| Texto de la página |
Por lo pronto, estando los agravios palestinos en el foco de atención, Hamas y otros elementos terroristas como la Yihad Islámica compiten por notoriedad local e internacional, señalando a los observadores que la paz entre árabes e israelíes -asumiendo que esta fuera todavía posible-, debe discutirse en las ciudades palestinas antes que en Washington, Camp David, o Dubai. Una cosa son los intereses nacionales y las agendas de seguridad consensuadas a nivel Estado, y otra muy distinta las ideas que vecinos mortales intercambian en los mercados y cafés de las calles árabes.
Si los Acuerdos de Abraham demostraron la relativa irrelevancia de la causa palestina en la alta política, y particularmente entre los actores sunitas, los últimos acontecimientos recuerdan el poder de movilización que arrastra la misma. Los analistas que despotrican contra el Estado judío aseguran que esta furia es la contracara de la ocupación y de la discutida discriminación sistemática que sufren los palestinos. Otras interpretaciones más juiciosas atribuyen culpa a las barreras psicológicas de un lado y otro, a veces perpetuadas por posiciones políticas inflexibles y decisiones insensatas.
Entre estas últimas podríamos incluir el desalojo de las familias palestinas antes mencionadas, a sabiendas del perjuicio para la estabilidad y la convivencia que tales medidas ocasionan, por no hablar de la seguridad de los propios ciudadanos israelíes. Sin embargo, en cualquier caso, la demonización militante de Israel, efectuada desde abajo hacia arriba, es producto de las circunstancias y de resentimientos acumulados, fácilmente explotados por grupos que buscan mayores cuotas de poder e influencia. Aquí es donde entra en juego Hamas.

| Actividades |
1/ Copia el fragmento del texto sobre el conflicto palestino-israelí que va de "Por lo pronto, estando" a "las calles árabes.", ambos incluidos, y renombra "Dubai" como "Riad".
2/ Según el texto sobre el conflicto palestino-israelí, ¿qué grupos compiten por notoriedad local e internacional?
Los datos proceden de una fuente distinta a la del texto.

| Datos sin procesar |

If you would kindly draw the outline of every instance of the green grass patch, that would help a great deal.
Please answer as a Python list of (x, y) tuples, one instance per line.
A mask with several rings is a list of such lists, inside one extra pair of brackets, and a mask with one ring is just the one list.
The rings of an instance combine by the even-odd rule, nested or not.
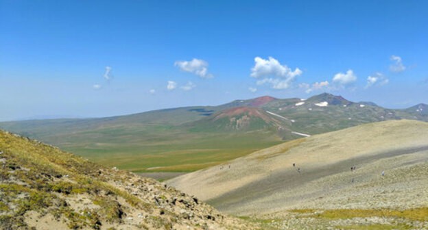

| Solucionario |
1/
Por lo pronto, estando los agravios palestinos en el foco de atención, Hamas y otros elementos terroristas como la Yihad Islámica compiten por notoriedad local e internacional, señalando a los observadores que la paz entre árabes e israelíes -asumiendo que esta fuera todavía posible-, debe discutirse en las ciudades palestinas antes que en Washington, Camp David, o Riad. Una cosa son los intereses nacionales y las agendas de seguridad consensuadas a nivel Estado, y otra muy distinta las ideas que vecinos mortales intercambian en los mercados y cafés de las calles árabes.

2/ Hamas y la Yihad Islámica.